**Given problem:**
How many lines in the entries below contain the string "column", matching case exactly? Reply with the number alone.

**Extracted information:**
--------------------
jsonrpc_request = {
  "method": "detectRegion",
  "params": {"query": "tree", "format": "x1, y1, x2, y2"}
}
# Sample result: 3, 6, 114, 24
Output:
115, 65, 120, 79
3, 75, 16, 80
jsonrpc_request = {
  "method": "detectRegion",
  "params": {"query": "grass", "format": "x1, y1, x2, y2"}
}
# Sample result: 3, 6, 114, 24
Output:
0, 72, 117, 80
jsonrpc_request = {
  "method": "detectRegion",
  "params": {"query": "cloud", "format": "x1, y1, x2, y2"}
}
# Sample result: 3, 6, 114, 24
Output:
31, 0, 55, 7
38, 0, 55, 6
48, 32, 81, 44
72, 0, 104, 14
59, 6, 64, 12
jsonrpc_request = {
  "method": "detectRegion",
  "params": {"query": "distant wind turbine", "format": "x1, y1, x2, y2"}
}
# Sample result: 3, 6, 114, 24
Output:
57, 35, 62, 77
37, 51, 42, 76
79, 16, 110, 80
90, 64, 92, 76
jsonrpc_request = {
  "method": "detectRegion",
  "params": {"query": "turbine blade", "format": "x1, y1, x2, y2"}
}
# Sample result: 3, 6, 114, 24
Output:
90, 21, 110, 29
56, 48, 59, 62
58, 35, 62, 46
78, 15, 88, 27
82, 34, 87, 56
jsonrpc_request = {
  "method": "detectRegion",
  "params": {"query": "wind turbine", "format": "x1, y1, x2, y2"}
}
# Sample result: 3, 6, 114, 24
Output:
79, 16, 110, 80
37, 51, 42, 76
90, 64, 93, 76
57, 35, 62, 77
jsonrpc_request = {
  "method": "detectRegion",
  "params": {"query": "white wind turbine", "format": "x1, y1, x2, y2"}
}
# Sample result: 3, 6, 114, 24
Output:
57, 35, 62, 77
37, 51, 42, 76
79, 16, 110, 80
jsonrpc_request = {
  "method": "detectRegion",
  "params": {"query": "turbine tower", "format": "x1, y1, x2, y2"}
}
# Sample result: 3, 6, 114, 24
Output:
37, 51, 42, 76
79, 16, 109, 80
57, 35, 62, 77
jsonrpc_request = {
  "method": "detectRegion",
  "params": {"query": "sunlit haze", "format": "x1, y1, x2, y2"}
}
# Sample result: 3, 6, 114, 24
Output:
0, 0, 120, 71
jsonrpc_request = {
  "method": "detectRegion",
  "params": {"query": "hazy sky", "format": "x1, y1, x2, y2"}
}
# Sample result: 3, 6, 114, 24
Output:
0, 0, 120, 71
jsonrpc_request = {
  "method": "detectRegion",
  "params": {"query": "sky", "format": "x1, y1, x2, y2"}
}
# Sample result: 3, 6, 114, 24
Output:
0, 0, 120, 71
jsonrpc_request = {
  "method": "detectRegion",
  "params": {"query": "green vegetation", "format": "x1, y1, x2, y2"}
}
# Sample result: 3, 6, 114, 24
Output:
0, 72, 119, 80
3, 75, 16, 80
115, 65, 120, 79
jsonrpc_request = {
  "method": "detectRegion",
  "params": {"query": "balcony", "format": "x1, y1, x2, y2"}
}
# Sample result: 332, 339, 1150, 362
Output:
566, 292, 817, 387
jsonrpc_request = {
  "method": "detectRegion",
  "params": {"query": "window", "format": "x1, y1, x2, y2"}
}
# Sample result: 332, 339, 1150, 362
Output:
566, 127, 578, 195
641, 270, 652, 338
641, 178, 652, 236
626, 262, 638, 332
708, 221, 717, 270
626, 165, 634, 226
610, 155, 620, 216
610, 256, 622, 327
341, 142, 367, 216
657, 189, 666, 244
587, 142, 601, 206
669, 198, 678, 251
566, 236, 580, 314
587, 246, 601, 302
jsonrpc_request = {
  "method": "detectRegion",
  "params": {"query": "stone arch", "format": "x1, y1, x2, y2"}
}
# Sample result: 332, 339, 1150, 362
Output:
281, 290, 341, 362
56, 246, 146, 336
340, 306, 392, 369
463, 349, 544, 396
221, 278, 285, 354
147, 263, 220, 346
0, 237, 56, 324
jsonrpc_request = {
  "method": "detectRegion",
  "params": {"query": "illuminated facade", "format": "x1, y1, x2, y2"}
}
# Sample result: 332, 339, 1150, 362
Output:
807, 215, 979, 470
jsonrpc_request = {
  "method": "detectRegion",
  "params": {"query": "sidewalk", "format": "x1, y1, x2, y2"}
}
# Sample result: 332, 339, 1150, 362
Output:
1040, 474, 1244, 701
--------------------
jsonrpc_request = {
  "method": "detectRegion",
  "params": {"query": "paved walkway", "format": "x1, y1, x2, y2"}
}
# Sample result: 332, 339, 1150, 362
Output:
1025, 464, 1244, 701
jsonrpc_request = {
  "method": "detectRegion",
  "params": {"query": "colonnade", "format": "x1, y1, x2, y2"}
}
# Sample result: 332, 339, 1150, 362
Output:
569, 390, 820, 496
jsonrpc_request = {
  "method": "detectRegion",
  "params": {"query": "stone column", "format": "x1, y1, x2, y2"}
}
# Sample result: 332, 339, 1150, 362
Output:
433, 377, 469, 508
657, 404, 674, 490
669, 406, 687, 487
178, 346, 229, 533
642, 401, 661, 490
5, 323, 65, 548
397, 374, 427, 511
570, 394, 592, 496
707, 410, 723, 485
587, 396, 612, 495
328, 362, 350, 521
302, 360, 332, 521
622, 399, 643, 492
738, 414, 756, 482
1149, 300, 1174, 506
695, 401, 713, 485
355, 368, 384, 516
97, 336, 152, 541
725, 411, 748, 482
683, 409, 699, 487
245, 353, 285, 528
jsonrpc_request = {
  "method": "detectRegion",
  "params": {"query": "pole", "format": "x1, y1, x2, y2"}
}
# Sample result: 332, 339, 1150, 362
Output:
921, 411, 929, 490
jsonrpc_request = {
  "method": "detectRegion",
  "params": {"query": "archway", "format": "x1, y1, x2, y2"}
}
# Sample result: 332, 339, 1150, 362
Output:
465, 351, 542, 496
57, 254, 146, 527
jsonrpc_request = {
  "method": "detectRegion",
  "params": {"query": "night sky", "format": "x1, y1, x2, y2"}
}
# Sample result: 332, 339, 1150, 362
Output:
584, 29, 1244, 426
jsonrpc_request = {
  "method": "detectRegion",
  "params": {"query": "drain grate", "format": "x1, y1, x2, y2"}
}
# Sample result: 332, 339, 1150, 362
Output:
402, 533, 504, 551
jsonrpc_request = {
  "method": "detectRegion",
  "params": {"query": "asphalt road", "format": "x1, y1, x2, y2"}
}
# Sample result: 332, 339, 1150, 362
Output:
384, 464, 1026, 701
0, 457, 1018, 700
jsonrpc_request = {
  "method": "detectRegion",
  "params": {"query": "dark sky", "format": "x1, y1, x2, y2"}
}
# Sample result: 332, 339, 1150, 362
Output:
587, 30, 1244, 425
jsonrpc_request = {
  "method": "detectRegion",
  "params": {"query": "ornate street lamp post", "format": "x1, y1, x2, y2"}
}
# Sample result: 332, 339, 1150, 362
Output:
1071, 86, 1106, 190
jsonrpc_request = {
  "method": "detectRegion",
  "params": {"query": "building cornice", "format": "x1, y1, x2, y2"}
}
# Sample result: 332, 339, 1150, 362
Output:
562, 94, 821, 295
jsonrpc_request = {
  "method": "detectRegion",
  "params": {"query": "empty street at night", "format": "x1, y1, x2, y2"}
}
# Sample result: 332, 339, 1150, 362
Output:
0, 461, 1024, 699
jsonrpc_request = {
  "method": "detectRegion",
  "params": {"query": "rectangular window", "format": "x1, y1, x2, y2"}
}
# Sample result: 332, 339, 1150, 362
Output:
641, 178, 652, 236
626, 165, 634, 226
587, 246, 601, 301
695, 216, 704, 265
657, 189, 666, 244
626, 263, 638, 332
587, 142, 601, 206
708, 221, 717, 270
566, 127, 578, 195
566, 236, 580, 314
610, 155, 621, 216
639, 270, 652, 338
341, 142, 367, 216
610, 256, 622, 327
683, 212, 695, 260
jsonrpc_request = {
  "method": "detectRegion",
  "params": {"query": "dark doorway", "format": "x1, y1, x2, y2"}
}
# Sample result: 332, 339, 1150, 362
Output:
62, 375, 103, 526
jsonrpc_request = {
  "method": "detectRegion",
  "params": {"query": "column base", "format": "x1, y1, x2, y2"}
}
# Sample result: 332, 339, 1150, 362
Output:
--------------------
**Answer in full:**
2